▸ **WHAT YOU ARE ASKED TO DO**
Which of the lines below mention the word "Write"? Pull each one out.

▸ **DATA UNDER STUDY**

-=-=-=-=-

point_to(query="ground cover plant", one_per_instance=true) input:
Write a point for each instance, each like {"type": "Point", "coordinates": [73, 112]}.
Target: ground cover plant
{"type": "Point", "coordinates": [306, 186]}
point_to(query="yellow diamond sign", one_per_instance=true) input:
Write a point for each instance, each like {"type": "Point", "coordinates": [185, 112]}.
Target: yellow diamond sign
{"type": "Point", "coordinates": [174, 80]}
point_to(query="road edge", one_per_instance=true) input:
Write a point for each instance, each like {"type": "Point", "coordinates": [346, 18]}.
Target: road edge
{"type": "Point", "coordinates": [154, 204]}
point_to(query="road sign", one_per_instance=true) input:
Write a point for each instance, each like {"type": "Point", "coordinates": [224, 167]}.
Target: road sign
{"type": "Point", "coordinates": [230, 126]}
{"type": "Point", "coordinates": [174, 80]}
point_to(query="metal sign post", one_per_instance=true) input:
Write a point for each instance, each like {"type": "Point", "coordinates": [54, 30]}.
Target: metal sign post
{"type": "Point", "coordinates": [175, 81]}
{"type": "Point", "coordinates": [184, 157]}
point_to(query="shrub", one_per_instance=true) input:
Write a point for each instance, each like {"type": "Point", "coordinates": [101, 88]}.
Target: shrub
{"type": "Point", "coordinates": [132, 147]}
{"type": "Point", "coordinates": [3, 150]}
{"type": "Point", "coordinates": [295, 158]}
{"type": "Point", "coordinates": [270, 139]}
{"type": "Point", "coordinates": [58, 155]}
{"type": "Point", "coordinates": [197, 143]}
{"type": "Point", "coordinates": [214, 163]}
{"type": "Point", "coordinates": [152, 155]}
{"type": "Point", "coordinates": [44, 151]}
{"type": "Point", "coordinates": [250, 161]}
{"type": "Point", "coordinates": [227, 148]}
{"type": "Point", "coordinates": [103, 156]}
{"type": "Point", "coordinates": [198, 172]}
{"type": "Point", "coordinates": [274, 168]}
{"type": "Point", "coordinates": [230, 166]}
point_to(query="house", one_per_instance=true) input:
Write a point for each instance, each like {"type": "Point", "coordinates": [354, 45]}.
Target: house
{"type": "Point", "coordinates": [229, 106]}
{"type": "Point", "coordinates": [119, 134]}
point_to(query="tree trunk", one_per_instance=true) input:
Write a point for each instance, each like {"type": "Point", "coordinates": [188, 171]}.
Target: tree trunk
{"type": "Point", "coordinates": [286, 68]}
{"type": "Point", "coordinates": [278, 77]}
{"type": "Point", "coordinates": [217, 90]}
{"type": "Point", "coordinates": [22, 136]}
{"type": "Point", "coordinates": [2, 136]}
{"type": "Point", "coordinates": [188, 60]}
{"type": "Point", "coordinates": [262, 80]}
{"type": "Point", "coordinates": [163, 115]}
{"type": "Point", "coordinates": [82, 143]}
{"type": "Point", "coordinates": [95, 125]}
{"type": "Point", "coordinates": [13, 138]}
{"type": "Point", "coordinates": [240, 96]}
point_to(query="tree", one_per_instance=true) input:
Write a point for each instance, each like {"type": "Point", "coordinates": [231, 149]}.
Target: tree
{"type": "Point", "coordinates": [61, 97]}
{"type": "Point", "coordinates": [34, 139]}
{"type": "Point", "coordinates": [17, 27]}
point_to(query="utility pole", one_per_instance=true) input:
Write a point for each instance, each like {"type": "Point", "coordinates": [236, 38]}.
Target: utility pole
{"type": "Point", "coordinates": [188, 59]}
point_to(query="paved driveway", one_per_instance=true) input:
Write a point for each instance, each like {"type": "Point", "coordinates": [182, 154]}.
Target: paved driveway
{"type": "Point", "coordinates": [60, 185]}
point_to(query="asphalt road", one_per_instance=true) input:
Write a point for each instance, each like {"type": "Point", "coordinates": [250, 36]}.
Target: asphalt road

-=-=-=-=-

▸ **SOLUTION BELOW**
Write a point for each instance, each like {"type": "Point", "coordinates": [73, 112]}.
Write a point for each instance, each like {"type": "Point", "coordinates": [185, 112]}.
Write a point for each instance, each like {"type": "Point", "coordinates": [346, 18]}.
Write a point for each instance, each like {"type": "Point", "coordinates": [224, 167]}.
Write a point for each instance, each like {"type": "Point", "coordinates": [54, 30]}.
Write a point for each instance, each like {"type": "Point", "coordinates": [101, 88]}.
Write a point for each instance, each like {"type": "Point", "coordinates": [354, 45]}.
Write a point for each instance, each like {"type": "Point", "coordinates": [188, 171]}.
Write a point for each instance, each like {"type": "Point", "coordinates": [231, 149]}.
Write a point for each instance, each like {"type": "Point", "coordinates": [236, 38]}.
Write a point for each instance, each like {"type": "Point", "coordinates": [182, 154]}.
Write a point for each instance, each like {"type": "Point", "coordinates": [250, 36]}.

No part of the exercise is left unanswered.